Provided material:
*** Block opens ***

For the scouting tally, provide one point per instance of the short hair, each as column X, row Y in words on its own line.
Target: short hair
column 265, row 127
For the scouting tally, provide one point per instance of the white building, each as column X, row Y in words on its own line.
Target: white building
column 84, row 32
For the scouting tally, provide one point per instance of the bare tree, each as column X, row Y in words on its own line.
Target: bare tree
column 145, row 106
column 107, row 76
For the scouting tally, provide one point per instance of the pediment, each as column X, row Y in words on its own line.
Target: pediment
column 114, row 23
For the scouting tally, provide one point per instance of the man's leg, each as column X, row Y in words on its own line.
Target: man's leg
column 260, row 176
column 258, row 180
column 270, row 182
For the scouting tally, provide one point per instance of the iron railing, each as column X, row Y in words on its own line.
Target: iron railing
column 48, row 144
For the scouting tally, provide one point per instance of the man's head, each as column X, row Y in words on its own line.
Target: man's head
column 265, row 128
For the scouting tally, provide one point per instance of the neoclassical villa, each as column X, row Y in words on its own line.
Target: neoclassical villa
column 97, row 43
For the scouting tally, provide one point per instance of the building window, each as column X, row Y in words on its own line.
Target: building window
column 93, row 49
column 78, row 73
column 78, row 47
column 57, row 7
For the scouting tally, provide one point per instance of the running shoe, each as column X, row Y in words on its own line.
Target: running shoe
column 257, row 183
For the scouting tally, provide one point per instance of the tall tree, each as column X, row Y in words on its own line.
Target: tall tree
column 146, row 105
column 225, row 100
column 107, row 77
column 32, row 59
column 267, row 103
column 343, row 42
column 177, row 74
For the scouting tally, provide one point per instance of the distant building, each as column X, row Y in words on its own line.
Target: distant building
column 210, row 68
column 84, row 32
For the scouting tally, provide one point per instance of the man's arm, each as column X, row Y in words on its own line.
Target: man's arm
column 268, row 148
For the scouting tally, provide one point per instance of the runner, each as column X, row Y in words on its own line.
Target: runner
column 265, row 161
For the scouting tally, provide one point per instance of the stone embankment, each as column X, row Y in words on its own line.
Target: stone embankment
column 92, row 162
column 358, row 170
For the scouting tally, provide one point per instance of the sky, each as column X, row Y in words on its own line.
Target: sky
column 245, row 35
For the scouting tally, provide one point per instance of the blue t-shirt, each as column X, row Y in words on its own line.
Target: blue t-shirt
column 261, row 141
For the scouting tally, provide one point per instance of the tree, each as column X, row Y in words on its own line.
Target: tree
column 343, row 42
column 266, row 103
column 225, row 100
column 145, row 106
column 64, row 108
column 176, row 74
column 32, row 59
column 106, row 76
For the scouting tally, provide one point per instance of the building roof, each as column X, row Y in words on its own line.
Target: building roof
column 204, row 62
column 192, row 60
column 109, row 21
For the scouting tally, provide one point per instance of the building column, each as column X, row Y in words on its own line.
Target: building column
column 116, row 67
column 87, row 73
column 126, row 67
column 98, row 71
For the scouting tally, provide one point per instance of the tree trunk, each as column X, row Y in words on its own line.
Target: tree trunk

*** Block closes ***
*** Block opens ***

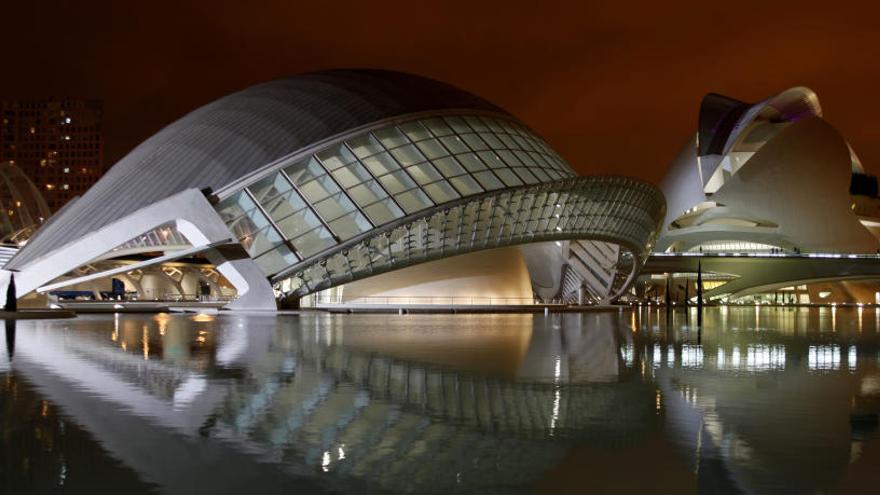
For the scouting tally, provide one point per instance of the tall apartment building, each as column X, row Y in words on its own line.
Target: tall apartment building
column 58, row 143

*** Block closes ***
*** Block opens ***

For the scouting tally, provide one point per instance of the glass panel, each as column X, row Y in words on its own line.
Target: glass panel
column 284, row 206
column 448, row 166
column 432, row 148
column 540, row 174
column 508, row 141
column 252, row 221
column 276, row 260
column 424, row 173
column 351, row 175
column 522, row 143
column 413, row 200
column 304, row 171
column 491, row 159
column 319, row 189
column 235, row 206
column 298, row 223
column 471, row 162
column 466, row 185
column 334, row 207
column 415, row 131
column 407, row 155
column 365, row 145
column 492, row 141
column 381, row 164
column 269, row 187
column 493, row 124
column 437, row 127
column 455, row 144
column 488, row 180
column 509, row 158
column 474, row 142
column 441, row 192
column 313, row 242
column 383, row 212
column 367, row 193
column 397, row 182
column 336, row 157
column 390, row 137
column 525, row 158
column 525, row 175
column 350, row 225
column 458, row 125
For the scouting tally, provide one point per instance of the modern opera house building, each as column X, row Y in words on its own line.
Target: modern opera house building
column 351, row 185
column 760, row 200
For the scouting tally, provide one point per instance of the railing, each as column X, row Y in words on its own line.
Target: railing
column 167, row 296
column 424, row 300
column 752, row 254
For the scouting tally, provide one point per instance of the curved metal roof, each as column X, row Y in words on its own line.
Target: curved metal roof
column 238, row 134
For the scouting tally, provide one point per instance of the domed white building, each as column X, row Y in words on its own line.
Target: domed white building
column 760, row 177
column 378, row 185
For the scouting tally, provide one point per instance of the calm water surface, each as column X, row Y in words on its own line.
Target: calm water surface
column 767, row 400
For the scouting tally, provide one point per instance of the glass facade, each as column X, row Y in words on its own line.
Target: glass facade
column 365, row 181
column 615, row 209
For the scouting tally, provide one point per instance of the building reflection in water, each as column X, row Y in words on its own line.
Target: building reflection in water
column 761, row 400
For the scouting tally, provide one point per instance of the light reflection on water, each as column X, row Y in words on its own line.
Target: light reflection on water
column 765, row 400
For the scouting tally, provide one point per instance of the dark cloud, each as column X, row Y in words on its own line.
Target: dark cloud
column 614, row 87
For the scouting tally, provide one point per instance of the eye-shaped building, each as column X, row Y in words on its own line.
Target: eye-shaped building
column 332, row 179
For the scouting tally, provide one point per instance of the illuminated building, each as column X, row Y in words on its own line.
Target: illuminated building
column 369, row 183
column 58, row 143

*** Block closes ***

Search the listing above for the lines with "of the short" and "of the white", then output those lines and all lines between them exactly.

For the scouting tally, provide one point per instance of the short hair, each as column X, row Y in words on its own line.
Target: short hair
column 265, row 127
For the scouting tally, provide one point per instance of the white building, each as column X, row Y in words on its own line.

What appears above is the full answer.